-- SOURCE EXTRACT follows --
Sometimes anger becomes your armor, and that armor the only thing that stands between you and more hurt, more questions, more pain. It isn’t an ideal solution, but sometimes it’s the only solution that makes sense.



There are times when circumstance makes the decision for you. It could be a divorce, someone taking their own life, or a simple misunderstanding that becomes something much bigger than it ever had to be. It’s times like those when you have to make the decision about whether it’s worth the emotional energy and possible heartache to fight whatever demons need to be vanquished in order to change ‘what is’ into something that ‘could be’.

I’ve lost several friends to suicide, to cancer, to accidents; people who I wanted to wait for to come back, even though I knew they never were. 

There have been people who left and people I asked to leave.

And then there are the people who disappear and you’re not really sure if they are gone or if they are somewhere in the shadows and will reappear again at a time of their own choosing.

It doesn’t matter what the circumstances are; there is always some form of grieving.

We mourn the loss; loss of presence, loss of friendship, loss of love, loss of something that was but isn’t anymore.

We go through those infamous five stages of grief that Elisabeth Kübler-Ross wrote about in her 1969 book “On Death and Dying”: Denial; Anger; Bargaining; Depression; Acceptance.



Some of us progress through the stages far more quickly than others. Some dwell in the anger stage for a very long time, while others move forward into depression and then acceptance rather quickly. No two people grieve exactly the same.

I’ve learned some valuable lessons about grief and sadness and anger and acceptance during the past twelve years. Through separation and divorce, anger and vulnerability, letting go of fear and the rediscovering of love, I started as one person and find myself a completely different one at the end of all of it. And I’m still changing. It’s a never-ending process.

Author James M. Barrie once said that life is a long lesson in humility; I believe that to be true. I’ve learned that praise that comes from a place of love and affection doesn’t make you vain, it makes you humble. If you open your heart and mind to what life has to impart to you, you can learn humility and rediscover hope.



From this single parent and empty-nester's perspective, Life is full of hellos and goodbyes. Sometimes, they are one and the same. Sometimes, we don’t get the chance to say goodbye. Other times, we don’t recognize a hello and all of a sudden, you happily realize that there is someone in your life that makes you feel as if they’ve always been there. 
I’m not really certain what I’m trying to say here; maybe I’m just thinking out loud. I’ve been doing a lot of that lately – sitting alone with my thoughts or thinking out loud. 
I find myself in a couple of situations that require me to make a decision that I’m really not all that sure I’m ready to make. Or want to. I don’t have my head in the sand as much as my feet are stuck in the mud and I feel like I’m sinking.

When my girls were younger and they were struggling with an answer to a riddle that was complicating their lives, I often told them that the decision not to make a decision was also a decision. You don’t have to go from point ‘a’ to point ‘b’ in a straight line; sometimes, you can decide to rest halfway and catch your breath.


Taking the time to get over one hurdle or jump through one hoop and then taking a moment to get your bearings can often be the best strategy to employ.
-- SOURCE EXTRACT concluded --
-- MATERIAL SHOWN follows --
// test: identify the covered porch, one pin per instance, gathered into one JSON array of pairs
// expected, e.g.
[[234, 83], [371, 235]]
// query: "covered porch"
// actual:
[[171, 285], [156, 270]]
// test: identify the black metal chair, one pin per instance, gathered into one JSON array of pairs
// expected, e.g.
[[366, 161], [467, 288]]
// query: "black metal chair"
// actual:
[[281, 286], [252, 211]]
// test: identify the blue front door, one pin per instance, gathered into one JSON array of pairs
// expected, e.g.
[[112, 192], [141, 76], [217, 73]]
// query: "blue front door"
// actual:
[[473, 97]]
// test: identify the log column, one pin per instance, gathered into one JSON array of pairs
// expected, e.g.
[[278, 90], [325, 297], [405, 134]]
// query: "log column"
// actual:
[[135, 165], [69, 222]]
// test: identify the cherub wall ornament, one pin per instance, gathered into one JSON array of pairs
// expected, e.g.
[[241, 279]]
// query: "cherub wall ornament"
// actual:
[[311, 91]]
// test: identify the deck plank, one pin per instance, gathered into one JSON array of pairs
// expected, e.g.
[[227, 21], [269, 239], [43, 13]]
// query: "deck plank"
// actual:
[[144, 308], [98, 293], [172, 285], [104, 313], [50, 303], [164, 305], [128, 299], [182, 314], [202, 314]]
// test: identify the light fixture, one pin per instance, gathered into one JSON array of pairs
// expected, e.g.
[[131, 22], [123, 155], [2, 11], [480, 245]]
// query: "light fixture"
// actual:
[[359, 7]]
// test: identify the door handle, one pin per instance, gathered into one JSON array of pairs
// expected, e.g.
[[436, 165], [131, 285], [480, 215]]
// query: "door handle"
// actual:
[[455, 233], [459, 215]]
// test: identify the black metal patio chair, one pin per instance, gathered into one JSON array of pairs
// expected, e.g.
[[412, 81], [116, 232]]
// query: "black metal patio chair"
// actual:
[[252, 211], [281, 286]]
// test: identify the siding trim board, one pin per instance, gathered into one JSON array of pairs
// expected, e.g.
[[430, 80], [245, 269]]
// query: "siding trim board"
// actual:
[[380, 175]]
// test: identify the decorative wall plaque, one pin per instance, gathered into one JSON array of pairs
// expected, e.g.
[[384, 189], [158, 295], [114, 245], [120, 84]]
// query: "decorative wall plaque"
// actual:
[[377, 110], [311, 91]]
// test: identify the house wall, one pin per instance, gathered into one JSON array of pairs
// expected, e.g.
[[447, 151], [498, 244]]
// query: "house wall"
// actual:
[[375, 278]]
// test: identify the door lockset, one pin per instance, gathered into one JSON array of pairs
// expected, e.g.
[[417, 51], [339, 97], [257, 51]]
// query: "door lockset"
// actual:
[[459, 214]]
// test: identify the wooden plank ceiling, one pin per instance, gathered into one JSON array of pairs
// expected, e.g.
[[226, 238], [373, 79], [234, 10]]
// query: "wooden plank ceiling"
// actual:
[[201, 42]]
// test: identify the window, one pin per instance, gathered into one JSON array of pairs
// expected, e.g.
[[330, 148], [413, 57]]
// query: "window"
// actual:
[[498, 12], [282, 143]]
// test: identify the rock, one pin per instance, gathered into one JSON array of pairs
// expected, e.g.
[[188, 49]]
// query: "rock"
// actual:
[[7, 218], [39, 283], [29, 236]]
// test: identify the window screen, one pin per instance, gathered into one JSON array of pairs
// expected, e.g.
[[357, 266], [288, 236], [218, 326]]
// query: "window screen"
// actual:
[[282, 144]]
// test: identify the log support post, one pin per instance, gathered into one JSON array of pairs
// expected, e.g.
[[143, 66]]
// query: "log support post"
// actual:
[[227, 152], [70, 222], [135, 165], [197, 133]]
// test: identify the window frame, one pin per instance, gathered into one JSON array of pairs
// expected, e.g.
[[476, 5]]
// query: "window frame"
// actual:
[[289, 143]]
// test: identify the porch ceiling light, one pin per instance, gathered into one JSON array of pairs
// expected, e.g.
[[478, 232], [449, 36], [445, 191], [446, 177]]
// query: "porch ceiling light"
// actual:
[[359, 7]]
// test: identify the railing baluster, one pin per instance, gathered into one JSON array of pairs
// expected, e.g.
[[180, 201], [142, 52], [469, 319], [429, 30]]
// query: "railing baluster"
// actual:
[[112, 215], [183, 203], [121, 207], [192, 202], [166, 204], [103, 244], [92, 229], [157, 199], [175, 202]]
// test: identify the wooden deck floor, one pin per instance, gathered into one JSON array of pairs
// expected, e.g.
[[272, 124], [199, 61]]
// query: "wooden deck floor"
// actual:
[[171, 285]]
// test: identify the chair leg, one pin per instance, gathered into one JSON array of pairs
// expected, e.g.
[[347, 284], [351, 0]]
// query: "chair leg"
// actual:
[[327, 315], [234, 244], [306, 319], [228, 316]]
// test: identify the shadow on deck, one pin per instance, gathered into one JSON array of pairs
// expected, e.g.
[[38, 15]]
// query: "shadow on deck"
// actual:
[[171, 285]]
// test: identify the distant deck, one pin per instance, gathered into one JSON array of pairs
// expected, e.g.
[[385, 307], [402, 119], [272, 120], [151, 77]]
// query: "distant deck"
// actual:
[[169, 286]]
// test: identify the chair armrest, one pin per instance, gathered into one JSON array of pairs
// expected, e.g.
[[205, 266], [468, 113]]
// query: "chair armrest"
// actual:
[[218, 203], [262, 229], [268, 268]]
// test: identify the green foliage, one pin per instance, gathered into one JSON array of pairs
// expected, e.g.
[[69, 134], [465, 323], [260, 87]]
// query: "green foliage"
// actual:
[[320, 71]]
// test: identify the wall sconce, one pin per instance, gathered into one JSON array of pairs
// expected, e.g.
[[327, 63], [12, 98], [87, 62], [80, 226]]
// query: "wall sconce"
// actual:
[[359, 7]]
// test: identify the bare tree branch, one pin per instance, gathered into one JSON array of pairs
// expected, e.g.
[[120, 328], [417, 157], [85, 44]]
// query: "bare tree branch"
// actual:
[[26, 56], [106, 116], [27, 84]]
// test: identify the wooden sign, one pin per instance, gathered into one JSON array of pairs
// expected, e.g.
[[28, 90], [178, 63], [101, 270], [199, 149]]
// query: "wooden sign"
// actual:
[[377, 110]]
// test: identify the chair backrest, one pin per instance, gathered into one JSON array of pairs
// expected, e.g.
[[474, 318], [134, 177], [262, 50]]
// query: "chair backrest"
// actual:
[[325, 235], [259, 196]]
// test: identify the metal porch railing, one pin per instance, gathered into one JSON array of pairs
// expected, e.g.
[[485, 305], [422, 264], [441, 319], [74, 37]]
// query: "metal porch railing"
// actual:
-- MATERIAL SHOWN concluded --
▶ [WORK INSTRUCTION A] Translate this sentence from the essay on grief into Spanish: "It doesn’t matter what the circumstances are; there is always some form of grieving."
▶ [WORK INSTRUCTION B] Please decide whether each statement agrees with the essay on grief, answering yes or no and quoting the words that settle it: (i) The writer has lost friends to suicide, cancer and accidents. (ii) Elisabeth Kübler-Ross wrote about the five stages of grief in a book from 1979. (iii) The writer holds that all people grieve in the same way.

▶ [EXERCISE ANSWER A] No importa cuáles sean las circunstancias; siempre hay alguna forma de duelo.

▶ [EXERCISE ANSWER B]
(i) Yes: "I’ve lost several friends to suicide, to cancer, to accidents"
(ii) No: "her 1969 book “On Death and Dying”"
(iii) No: "No two people grieve exactly the same."